>>>>

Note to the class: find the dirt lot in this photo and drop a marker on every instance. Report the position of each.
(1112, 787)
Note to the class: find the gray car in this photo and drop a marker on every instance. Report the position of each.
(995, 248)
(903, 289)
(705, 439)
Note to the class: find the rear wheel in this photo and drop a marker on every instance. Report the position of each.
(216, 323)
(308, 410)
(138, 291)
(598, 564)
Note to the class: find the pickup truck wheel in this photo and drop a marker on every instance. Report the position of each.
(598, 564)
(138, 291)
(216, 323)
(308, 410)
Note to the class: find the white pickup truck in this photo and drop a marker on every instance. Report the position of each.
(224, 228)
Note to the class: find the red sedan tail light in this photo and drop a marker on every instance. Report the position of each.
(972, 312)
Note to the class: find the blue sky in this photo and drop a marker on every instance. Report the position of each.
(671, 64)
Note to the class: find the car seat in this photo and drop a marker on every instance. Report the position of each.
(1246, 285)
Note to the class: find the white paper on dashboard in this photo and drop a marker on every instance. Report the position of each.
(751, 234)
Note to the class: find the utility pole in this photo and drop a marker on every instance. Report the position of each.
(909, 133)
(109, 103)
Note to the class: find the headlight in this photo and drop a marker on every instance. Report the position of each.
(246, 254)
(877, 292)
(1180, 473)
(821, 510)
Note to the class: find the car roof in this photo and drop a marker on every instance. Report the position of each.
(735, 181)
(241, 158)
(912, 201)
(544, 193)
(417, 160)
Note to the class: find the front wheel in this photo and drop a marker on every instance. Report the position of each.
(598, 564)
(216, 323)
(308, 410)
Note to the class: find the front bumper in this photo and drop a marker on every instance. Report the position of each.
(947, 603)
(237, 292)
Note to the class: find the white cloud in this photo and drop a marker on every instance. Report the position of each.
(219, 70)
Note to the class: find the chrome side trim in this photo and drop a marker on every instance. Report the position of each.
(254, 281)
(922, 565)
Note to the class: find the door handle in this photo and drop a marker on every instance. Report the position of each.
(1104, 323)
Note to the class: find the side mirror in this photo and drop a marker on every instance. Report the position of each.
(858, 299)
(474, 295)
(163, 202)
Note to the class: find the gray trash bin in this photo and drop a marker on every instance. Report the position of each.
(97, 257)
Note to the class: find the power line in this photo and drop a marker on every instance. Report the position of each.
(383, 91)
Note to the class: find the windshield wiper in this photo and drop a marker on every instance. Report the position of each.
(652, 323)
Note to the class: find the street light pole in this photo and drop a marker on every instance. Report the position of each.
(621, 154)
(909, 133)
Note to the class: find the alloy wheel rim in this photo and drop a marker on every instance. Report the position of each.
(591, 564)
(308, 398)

<<<<
>>>>

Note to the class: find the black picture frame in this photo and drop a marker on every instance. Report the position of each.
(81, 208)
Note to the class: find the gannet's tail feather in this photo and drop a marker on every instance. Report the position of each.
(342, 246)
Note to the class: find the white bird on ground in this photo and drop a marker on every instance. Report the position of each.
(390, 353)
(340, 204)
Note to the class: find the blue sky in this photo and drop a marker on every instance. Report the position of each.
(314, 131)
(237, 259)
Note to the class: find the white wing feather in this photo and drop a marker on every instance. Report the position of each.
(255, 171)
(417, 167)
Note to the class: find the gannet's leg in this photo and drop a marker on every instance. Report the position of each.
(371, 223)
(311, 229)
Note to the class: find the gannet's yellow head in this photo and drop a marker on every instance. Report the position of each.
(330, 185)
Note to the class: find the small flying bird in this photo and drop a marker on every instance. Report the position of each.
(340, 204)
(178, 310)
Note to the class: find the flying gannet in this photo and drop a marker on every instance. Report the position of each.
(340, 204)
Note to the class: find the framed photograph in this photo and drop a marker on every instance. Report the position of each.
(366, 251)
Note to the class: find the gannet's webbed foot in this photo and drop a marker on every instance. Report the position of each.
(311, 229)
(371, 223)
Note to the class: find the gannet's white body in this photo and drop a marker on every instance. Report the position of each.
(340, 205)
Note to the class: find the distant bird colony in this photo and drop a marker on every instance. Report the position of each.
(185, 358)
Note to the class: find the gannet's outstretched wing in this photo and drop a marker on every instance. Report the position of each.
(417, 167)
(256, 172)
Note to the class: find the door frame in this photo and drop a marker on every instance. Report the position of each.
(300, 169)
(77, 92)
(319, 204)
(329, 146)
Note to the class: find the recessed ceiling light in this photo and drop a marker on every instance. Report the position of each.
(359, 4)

<<<<

Problem requirements
List every line above that contains the word "truck", copying each one in full.

Solved exercise
Note to the class: find the pickup truck wheel in this photo and drop a marker on every instance. Report the position of each.
Note to the class: find the white pickup truck in this photo and drop a marker on every instance. Report the position of each.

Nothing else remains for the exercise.